(Referring expression pointing data)
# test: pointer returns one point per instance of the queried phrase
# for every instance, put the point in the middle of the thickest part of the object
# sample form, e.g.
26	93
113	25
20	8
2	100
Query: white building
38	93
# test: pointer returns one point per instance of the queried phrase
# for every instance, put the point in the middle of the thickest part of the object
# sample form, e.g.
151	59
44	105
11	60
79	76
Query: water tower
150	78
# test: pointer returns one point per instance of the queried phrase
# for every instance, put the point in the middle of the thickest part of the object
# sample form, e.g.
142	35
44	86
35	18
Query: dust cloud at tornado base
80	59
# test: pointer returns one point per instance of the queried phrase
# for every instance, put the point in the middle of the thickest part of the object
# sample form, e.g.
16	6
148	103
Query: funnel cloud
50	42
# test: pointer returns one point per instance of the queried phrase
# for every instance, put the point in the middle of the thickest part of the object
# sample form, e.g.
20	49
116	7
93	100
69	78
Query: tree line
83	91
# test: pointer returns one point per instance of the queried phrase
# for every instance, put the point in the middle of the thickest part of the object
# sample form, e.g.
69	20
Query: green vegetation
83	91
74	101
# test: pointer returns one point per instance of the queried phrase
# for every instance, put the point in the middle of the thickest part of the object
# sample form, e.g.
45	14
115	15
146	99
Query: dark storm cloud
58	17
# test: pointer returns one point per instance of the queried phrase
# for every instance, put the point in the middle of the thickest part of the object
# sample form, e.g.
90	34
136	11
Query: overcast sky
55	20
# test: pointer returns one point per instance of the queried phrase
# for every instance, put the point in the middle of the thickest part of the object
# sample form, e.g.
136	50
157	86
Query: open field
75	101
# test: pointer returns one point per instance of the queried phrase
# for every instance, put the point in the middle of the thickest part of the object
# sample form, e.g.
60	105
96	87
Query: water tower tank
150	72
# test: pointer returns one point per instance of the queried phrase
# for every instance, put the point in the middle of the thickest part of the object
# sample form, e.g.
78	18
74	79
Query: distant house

◆ Description of the task ◆
Copy out the records above without altering anything.

◆ Expected answer ◆
# test: pointer returns one point per instance of the queried phrase
# for every instance, put the point in the middle of the thickest part of the object
# sample form, e.g.
26	93
113	25
20	8
2	100
Query: white building
38	93
# test: pointer returns one point per instance of the queried phrase
# for every instance, put the point in the middle of the thickest part of the object
# sample form, e.g.
151	59
44	105
11	60
79	76
Query: water tower
150	78
# test: pointer returns one point per instance of the queried phrase
# for every instance, put the point in the middle of the thickest part of the object
# sample form, e.g.
142	35
44	86
35	18
Query: dust cloud at tornado base
80	59
# test: pointer returns one point per instance of the queried phrase
# for every instance, put the point in the middle of the thickest part of the object
# sample form, e.g.
16	6
148	103
Query: funnel cloud
50	42
# test: pointer returns one point per instance of the queried phrase
# for every instance, put the point in the middle of the thickest part of the object
# sample form, e.g.
20	49
116	7
93	100
69	78
Query: tree line
83	91
# test: pointer returns one point per instance of the queried phrase
# for every instance, put the point in the middle of the thickest part of the object
# sample form, e.g.
69	20
Query: green vegetation
83	91
74	101
# test: pointer returns one point per instance of the queried phrase
# for every instance, put the point in the middle of the thickest part of the object
# sample form, e.g.
45	14
115	15
146	99
Query: dark storm cloud
58	17
# test: pointer returns one point per instance of the queried phrase
# for every instance, put the point in the middle of the thickest part of the object
# sample form, e.g.
90	34
136	11
Query: overcast sky
55	20
# test: pointer returns one point per instance of the queried phrase
# for every instance, put the point in the middle of the thickest part of the object
# sample form, e.g.
136	50
157	86
Query: open field
75	101
# test: pointer returns one point per instance of the queried phrase
# for every instance, put the point in the middle of the thickest part of the object
# sample form, e.g.
60	105
96	87
Query: water tower tank
150	72
# test: pointer returns one point per instance of the queried phrase
# for every instance, put the point in the middle of the thickest part of the object
# sample form, e.g.
78	18
74	79
Query: distant house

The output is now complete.